Task requirements:
Write out all of the data below word for word, leaving out the pictures.

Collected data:
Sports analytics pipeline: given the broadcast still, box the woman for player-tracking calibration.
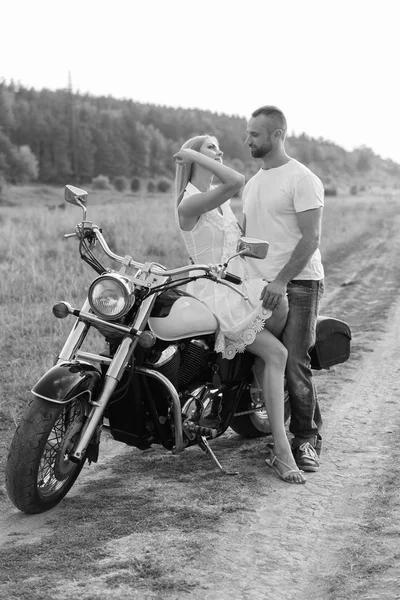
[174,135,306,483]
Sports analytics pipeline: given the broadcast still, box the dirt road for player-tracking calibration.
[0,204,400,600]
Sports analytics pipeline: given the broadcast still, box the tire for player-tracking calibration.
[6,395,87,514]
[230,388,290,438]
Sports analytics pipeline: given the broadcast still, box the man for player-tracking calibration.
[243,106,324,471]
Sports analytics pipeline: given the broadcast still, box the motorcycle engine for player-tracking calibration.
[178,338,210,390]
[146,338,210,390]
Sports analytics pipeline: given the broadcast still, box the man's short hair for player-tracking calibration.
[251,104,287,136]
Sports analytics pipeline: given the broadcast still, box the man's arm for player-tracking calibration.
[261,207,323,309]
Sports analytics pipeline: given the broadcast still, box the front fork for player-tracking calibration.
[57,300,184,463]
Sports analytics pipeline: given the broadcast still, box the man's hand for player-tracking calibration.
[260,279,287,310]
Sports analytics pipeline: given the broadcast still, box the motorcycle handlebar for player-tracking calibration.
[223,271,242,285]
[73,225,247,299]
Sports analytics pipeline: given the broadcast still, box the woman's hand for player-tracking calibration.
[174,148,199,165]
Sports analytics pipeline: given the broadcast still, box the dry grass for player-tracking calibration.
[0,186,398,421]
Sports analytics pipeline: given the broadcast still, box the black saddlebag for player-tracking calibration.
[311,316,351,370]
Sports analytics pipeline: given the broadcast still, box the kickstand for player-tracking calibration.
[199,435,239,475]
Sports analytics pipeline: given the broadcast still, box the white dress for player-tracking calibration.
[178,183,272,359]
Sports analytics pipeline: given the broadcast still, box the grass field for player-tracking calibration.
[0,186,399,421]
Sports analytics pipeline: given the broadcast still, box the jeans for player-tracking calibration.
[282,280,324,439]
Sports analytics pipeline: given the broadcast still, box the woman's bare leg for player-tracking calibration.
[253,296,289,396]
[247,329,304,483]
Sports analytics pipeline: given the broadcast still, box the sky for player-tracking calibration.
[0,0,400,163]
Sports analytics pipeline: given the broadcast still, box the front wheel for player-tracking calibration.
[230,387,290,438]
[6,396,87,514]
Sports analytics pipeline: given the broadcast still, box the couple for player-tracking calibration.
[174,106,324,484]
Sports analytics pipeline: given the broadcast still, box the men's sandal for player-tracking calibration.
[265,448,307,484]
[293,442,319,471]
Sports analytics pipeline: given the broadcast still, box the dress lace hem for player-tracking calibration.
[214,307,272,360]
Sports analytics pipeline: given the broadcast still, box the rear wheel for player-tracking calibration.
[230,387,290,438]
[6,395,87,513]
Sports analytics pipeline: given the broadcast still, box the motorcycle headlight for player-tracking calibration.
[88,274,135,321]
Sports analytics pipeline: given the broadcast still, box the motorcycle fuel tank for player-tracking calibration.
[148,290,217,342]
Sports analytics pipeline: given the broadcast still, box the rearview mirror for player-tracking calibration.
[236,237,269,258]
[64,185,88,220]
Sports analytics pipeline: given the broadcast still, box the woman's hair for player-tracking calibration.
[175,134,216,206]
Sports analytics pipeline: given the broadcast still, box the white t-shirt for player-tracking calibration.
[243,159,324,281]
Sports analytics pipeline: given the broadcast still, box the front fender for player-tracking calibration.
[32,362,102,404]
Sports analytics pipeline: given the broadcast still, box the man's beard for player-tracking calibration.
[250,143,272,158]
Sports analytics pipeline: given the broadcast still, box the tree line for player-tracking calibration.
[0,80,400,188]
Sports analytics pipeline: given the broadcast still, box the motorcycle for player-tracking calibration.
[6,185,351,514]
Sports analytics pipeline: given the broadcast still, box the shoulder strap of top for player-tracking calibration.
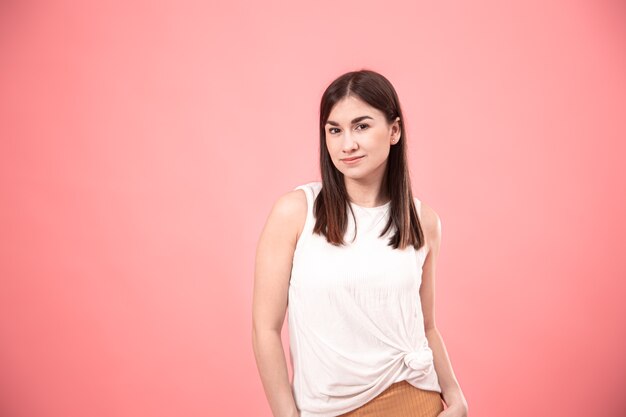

Problem solution:
Sports analytics pipeline: given the broadcast still, box the woman for player-tracking calibration.
[174,135,306,483]
Sports analytics pipeline: given the broadcast still, box the dirt road for player-tracking calibration.
[0,204,400,600]
Sports analytics pipeline: given the broadcast still, box the tire for player-tracking calibration.
[6,395,87,514]
[230,388,290,438]
Sports analytics pipeline: given the broadcast still, box the man for player-tracking calibration.
[243,106,324,471]
Sports analytics pipeline: given the broadcast still, box the motorcycle engine for player-tracking calibration.
[178,338,210,390]
[146,338,210,390]
Sports analytics pipeline: given the broadcast still, box the man's short hair for player-tracking calibration.
[251,104,287,136]
Sports analytics pipeline: given the broadcast still, box the man's arm for player-tracking calibration.
[261,207,323,309]
Sports analytics pipeline: given the broadcast still, box the front fork for player-tracking calibration.
[57,300,184,463]
Sports analytics pipeline: given the broadcast still, box the man's hand for player-tracking calibration.
[260,279,287,310]
Sports analytics pipeline: given the broadcast still, box the motorcycle handlebar for player-tracking calibration.
[223,271,242,285]
[73,225,247,299]
Sports analytics pipeline: given the broadcast still, box the woman's hand for player-tracking calibration.
[174,148,199,165]
Sports analytics pipeline: given the broadcast still, box the dry grass for player-tracking calibration.
[0,186,398,421]
Sports analytics pipeline: given the broadcast still, box the black saddlebag for player-tracking calibration.
[311,316,351,370]
Sports analytics pipeline: given the broadcast still, box the kickstand for player-tracking calibration.
[199,435,239,475]
Sports analytics pipeline: given the broadcast still, box the white dress for player-tracking calibration.
[178,183,272,359]
Sports analytics pipeline: given the broadcast still, box the grass field for player-tracking calibration.
[0,186,399,421]
Sports analytics pipeline: given the broadcast still, box the jeans for player-tracking calibration.
[282,280,324,439]
Sports analytics pipeline: given the broadcast still, box the woman's bare leg for player-tracking calibration.
[253,296,289,396]
[247,329,304,483]
Sports analytics pipeline: given the broadcast still, box the sky for player-tracking calibration.
[0,0,400,163]
Sports analytics pipeline: given the broadcast still, box the front wheel for player-tracking calibration.
[230,387,290,438]
[6,396,87,514]
Sports analytics pipeline: given the broadcast still, box the couple for player-tracking calibration.
[174,106,324,484]
Sports analytics pipeline: given the broadcast still, box the men's sandal for player-tracking calibration.
[265,448,307,484]
[293,442,319,471]
Sports analytics pipeline: given the broadcast still, box the dress lace hem for player-tracking calibration.
[214,307,272,360]
Sports analytics pipeline: given the broadcast still, box the rear wheel for player-tracking calibration.
[230,387,290,438]
[6,395,87,513]
Sports analytics pipeline: given the broadcast still, box the motorcycle headlight for player-tracking calibration.
[88,274,135,321]
Sports analytics pipeline: given the broadcast still, box the motorcycle fuel tank for player-tracking calibration.
[148,290,217,342]
Sports analytics pipeline: given the broadcast still, box the rearview mirror for player-tracking calibration.
[236,237,269,258]
[64,185,88,220]
Sports analytics pipeline: given the broadcast still, box the woman's hair for player-tracking calibration.
[175,134,216,206]
Sports analytics pipeline: given the broadcast still, box the white t-shirt for player-tracking calibration.
[243,159,324,281]
Sports analytics pipeline: given the broadcast still, box the front fender for player-tracking calibration.
[32,362,102,404]
Sports analytics pipeline: given the broadcast still, box the man's beard for player-tracking calibration.
[250,143,272,158]
Sports analytics pipeline: given the broadcast still, box the tree line for player-tracking calibration.
[0,80,400,188]
Sports analytics pipeline: given the broadcast still, box the motorcycle for player-tracking calibration.
[6,185,351,514]
Sports analytics pipeline: given the broadcast still, box the shoulder strap of top for player-tracking calibration.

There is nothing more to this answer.